### Exercise aim
Without including any pictures, write out the listing below exactly.

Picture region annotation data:
◇ ◇ ◇ ◇ ◇ ◇ ◇

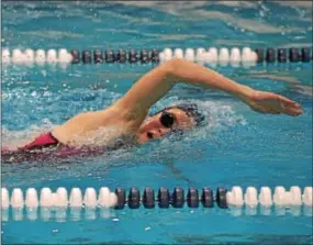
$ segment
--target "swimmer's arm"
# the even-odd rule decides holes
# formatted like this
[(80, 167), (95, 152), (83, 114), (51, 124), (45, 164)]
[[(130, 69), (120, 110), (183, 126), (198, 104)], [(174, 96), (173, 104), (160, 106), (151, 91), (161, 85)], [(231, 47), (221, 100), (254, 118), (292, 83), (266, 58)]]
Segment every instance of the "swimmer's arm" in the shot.
[[(276, 113), (276, 111), (271, 110), (278, 110), (278, 113), (300, 114), (298, 110), (300, 105), (294, 101), (275, 93), (254, 90), (216, 71), (185, 59), (172, 59), (144, 75), (115, 103), (115, 107), (130, 112), (131, 116), (128, 120), (135, 119), (137, 123), (141, 123), (145, 119), (149, 108), (179, 82), (227, 92), (260, 112)], [(291, 107), (292, 110), (284, 110), (286, 108), (282, 108), (282, 105), (287, 109)]]

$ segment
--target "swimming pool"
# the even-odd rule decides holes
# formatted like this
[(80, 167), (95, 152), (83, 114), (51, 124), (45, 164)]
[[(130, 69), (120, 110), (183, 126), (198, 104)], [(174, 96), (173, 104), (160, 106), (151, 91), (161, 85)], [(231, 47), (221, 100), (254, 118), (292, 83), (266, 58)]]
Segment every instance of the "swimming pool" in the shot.
[[(300, 2), (26, 2), (2, 3), (2, 47), (142, 49), (165, 47), (312, 47), (312, 3)], [(2, 143), (15, 143), (71, 115), (108, 107), (150, 64), (2, 66)], [(2, 164), (2, 187), (55, 191), (135, 186), (199, 190), (233, 186), (312, 187), (312, 62), (250, 68), (216, 66), (242, 83), (300, 102), (299, 118), (264, 115), (215, 91), (178, 86), (153, 111), (189, 100), (208, 125), (181, 141), (63, 163)], [(4, 218), (4, 219), (3, 219)], [(53, 211), (51, 218), (2, 210), (3, 244), (247, 243), (312, 244), (312, 212), (272, 207)]]

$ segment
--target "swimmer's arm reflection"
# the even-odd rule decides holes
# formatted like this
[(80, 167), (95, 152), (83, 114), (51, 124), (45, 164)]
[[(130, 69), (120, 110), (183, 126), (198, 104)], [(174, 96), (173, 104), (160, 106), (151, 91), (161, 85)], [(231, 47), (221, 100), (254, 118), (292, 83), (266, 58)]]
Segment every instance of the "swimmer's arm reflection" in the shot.
[(131, 90), (115, 103), (143, 120), (149, 108), (176, 83), (201, 86), (227, 92), (253, 110), (261, 113), (299, 115), (300, 104), (282, 96), (255, 90), (239, 85), (216, 71), (185, 59), (172, 59), (144, 75)]

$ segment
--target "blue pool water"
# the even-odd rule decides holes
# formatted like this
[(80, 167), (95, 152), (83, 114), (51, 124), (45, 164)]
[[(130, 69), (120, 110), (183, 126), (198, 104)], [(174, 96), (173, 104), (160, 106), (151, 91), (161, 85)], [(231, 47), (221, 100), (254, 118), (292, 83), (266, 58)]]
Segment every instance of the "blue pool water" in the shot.
[[(164, 48), (312, 47), (312, 2), (2, 2), (2, 47)], [(2, 144), (16, 144), (76, 113), (121, 98), (152, 65), (2, 67)], [(152, 110), (195, 102), (208, 125), (182, 141), (58, 164), (2, 164), (2, 186), (312, 186), (312, 63), (216, 67), (223, 75), (302, 104), (298, 118), (253, 112), (234, 98), (177, 86)], [(12, 214), (10, 214), (12, 215)], [(234, 215), (230, 210), (131, 210), (65, 222), (2, 221), (3, 244), (248, 243), (312, 244), (312, 216)]]

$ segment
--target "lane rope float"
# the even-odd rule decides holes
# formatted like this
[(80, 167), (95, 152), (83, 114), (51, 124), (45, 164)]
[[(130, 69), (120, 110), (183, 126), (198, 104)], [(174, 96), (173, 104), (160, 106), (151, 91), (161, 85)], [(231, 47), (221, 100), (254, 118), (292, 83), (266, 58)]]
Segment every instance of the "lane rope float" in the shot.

◇ ◇ ◇ ◇ ◇ ◇ ◇

### Response for this exercise
$ segment
--target "swimmer's arm"
# the even-odd rule decides holes
# formatted like this
[(80, 167), (95, 152), (83, 114), (51, 124), (45, 164)]
[[(130, 69), (120, 110), (183, 126), (198, 104)], [(174, 96), (173, 104), (160, 106), (151, 91), (161, 85)], [(231, 47), (221, 100), (254, 118), (292, 83), (266, 58)]]
Segment every instance of the "swimmer's arm" in the shot.
[[(276, 113), (276, 111), (271, 110), (278, 110), (278, 113), (300, 114), (298, 110), (300, 105), (294, 101), (275, 93), (254, 90), (216, 71), (185, 59), (172, 59), (144, 75), (115, 103), (115, 107), (130, 112), (131, 116), (128, 120), (135, 119), (137, 123), (141, 123), (145, 119), (149, 108), (179, 82), (227, 92), (260, 112)], [(291, 107), (292, 110), (284, 110), (286, 108), (282, 108), (282, 105), (287, 109)]]

$ segment
--target "swimming pool"
# the even-odd rule decides holes
# formatted like this
[(80, 167), (95, 152), (83, 114), (51, 124), (45, 164)]
[[(130, 69), (120, 110), (183, 126), (198, 104)], [(174, 96), (173, 104), (160, 106), (151, 91), (161, 85)], [(231, 47), (221, 100), (254, 118), (292, 83), (266, 58)]]
Segment every instance of the "swimming pool" in the shot.
[[(300, 2), (26, 2), (2, 3), (2, 47), (142, 49), (165, 47), (312, 47), (312, 3)], [(2, 143), (15, 143), (71, 115), (108, 107), (150, 64), (2, 66)], [(2, 164), (2, 187), (55, 191), (135, 186), (199, 190), (233, 186), (312, 187), (312, 62), (250, 68), (216, 66), (242, 83), (300, 102), (299, 118), (264, 115), (215, 91), (178, 86), (153, 111), (189, 100), (208, 125), (181, 141), (63, 163)], [(4, 218), (4, 219), (3, 219)], [(53, 211), (51, 218), (2, 210), (3, 244), (247, 243), (312, 244), (312, 212), (272, 207)]]

$ segment
--target "swimmer's arm reflection"
# the even-odd rule decides holes
# formatted like this
[(80, 167), (95, 152), (83, 114), (51, 124), (45, 164)]
[[(130, 69), (120, 110), (183, 126), (198, 104)], [(174, 96), (173, 104), (160, 106), (151, 91), (161, 85)], [(231, 47), (221, 100), (254, 118), (292, 83), (266, 58)]]
Segment every instance of the "swimmer's arm reflection" in the shot.
[(131, 90), (115, 103), (143, 120), (149, 108), (176, 83), (201, 86), (227, 92), (253, 110), (261, 113), (299, 115), (300, 104), (282, 96), (255, 90), (239, 85), (216, 71), (185, 59), (172, 59), (144, 75)]

$ segment
--target "blue pool water"
# the even-odd rule decides holes
# formatted like this
[(80, 167), (95, 152), (83, 114), (51, 124), (45, 164)]
[[(130, 69), (120, 110), (183, 126), (198, 104)], [(174, 96), (173, 104), (160, 106), (151, 91), (161, 85)], [(231, 47), (221, 100), (254, 118), (292, 83), (266, 58)]]
Segment every instance of the "blue pool water" in the shot.
[[(164, 48), (312, 47), (312, 2), (2, 2), (2, 47)], [(2, 144), (16, 144), (76, 113), (121, 98), (152, 65), (2, 67)], [(152, 110), (195, 102), (208, 125), (182, 141), (58, 164), (2, 164), (2, 186), (312, 186), (312, 63), (216, 67), (223, 75), (302, 104), (298, 118), (253, 112), (234, 98), (177, 86)], [(12, 214), (10, 214), (12, 215)], [(234, 215), (230, 210), (131, 210), (65, 222), (2, 221), (3, 244), (248, 243), (312, 244), (312, 216)]]

$ segment
--target "lane rope float"
# the even-odd rule decides holes
# formatted like this
[(80, 167), (95, 152), (83, 114), (51, 124), (45, 164)]
[[(130, 69), (120, 110), (183, 126), (198, 104)], [(174, 96), (173, 104), (160, 106), (151, 91), (161, 85)], [(231, 47), (221, 100), (254, 118), (292, 83), (266, 58)]]
Segment every instance of the "lane rope float" in the shot.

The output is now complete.